> [TEXT PROVIDED]
═══
Let’s face it: many of us spend a lot of time on those social networking sites. And I’m willing to bet that most of you have accounts on more than one of them. By my last count, I’m on six different sites:
- For staying in touch with friends, I use Facebook (my favorite) and Myspace.
- To network with business colleagues, there’s LinkedIn.
- To keep current with events, we have Meetup and Upcoming.
Then there’s the multitude of other sites I’m not currently registered on: Friendster, Orkut, Yahoo 360, Live Spaces, and the list goes on…
Off topic: Notice I put Live Spaces last? The only people I know who use it are employees of Microsoft. I wouldn’t really call that “success”.
Back to the topic at hand. Simply put, there are way too many of these sites for anybody to visit daily, unless you’re unemployed, in college, etc. I’ve seen this type of thing before in other paradigms…
- Users can have several different IM accounts (AIM, Yahoo, MSN, Jabber, ICQ, IRC, etc.). Instead of having multiple programs at once, new chat clients came along that solved the problem, e.g. Adium (Mac OS X), Gaim (cross-platform), and Trillian (Windows).
- Who doesn’t have more than one e-mail account? Clients like Mozilla Thunderbird (cross-platform) can create a “global” Inbox to collect messages from all your accounts; when you write new messages, you can choose what account you’re writing from.
═══
> [MATERIAL PROVIDED]
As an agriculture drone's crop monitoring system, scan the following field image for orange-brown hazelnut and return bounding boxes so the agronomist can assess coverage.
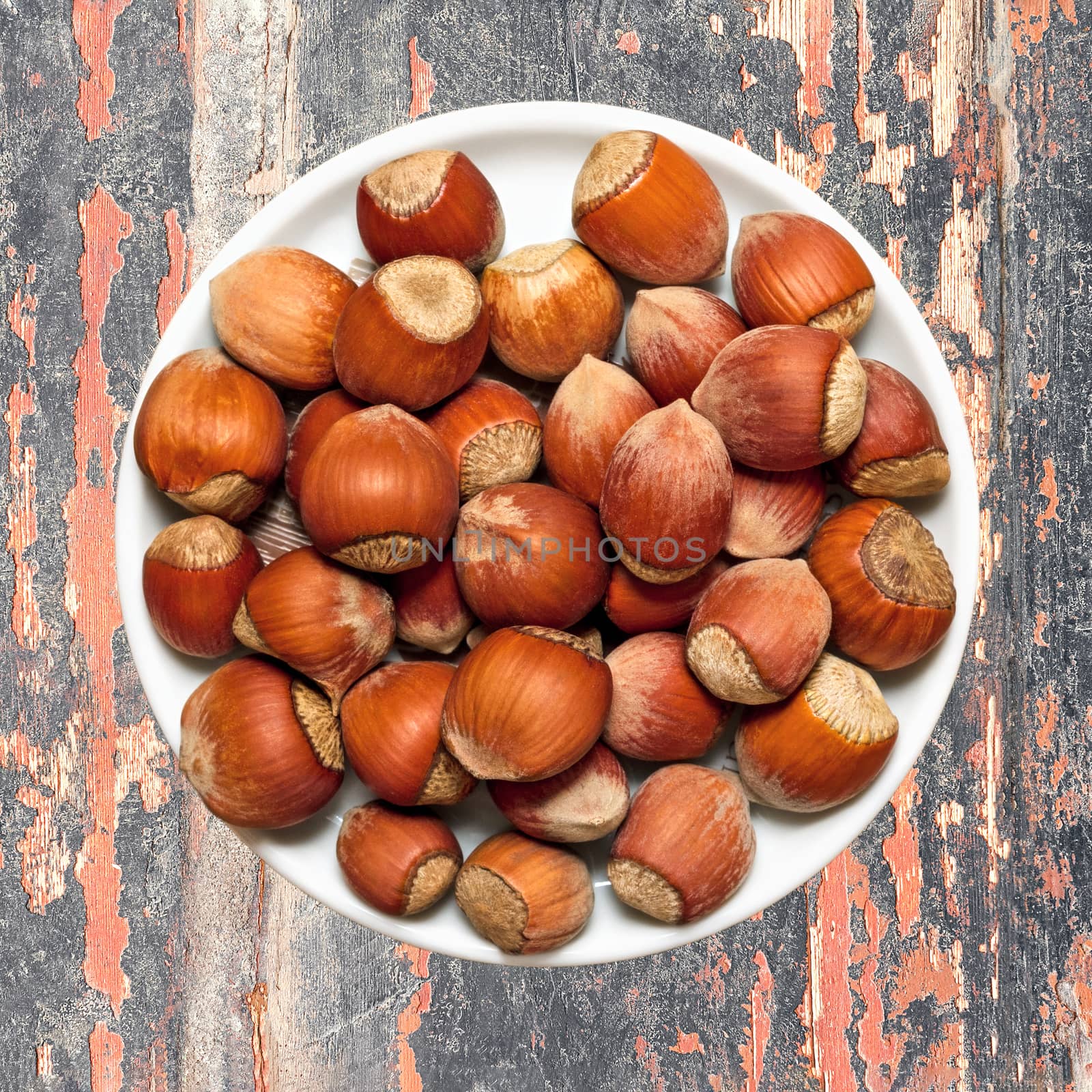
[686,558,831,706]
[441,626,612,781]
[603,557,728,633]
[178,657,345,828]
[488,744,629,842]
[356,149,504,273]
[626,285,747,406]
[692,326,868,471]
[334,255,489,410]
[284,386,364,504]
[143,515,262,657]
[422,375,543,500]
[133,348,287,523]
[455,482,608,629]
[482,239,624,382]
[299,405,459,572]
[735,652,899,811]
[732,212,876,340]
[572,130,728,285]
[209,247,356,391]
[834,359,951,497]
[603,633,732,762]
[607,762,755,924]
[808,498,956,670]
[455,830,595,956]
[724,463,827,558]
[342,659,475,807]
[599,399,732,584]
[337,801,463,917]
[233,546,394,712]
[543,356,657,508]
═══
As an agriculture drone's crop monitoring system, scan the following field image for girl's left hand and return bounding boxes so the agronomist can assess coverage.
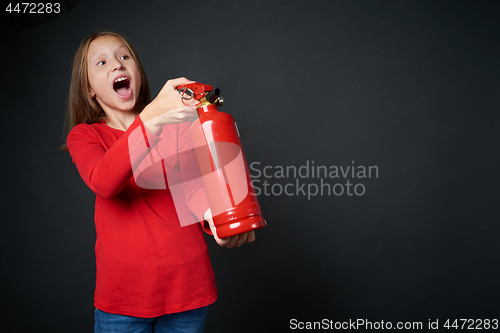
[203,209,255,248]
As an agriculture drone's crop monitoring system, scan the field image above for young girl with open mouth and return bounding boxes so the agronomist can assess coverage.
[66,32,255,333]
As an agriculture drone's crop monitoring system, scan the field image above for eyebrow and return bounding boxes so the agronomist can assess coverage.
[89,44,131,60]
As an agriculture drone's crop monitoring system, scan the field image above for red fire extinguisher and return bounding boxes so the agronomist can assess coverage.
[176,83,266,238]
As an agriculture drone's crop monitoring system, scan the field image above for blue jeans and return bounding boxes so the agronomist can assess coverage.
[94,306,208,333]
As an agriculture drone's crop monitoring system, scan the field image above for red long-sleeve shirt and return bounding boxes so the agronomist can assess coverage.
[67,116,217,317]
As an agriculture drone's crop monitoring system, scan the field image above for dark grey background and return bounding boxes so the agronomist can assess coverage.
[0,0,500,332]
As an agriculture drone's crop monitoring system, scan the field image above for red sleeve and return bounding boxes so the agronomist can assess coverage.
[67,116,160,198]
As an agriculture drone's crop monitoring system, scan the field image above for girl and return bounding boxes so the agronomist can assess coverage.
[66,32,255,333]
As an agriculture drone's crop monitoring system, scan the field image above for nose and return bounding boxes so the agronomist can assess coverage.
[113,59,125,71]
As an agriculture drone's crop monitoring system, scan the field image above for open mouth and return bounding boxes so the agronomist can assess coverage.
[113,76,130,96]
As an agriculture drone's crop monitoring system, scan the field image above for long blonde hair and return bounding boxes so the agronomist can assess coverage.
═══
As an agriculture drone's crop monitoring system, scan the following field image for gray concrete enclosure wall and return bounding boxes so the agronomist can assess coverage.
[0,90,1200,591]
═══
> [WORK INSTRUCTIONS]
[a] In the social networking post, which site does the writer use to network with business colleagues?
[b] Please copy the social networking post word for word from "Then there’s the" to "and Trillian (Windows).".
The rows are separate material and have no connection to the social networking post.

> [ANSWERS TO THE EXERCISES]
[a] LinkedIn.

[b]
Then there’s the multitude of other sites I’m not currently registered on: Friendster, Orkut, Yahoo 360, Live Spaces, and the list goes on…
Off topic: Notice I put Live Spaces last? The only people I know who use it are employees of Microsoft. I wouldn’t really call that “success”.
Back to the topic at hand. Simply put, there are way too many of these sites for anybody to visit daily, unless you’re unemployed, in college, etc. I’ve seen this type of thing before in other paradigms…
- Users can have several different IM accounts (AIM, Yahoo, MSN, Jabber, ICQ, IRC, etc.). Instead of having multiple programs at once, new chat clients came along that solved the problem, e.g. Adium (Mac OS X), Gaim (cross-platform), and Trillian (Windows).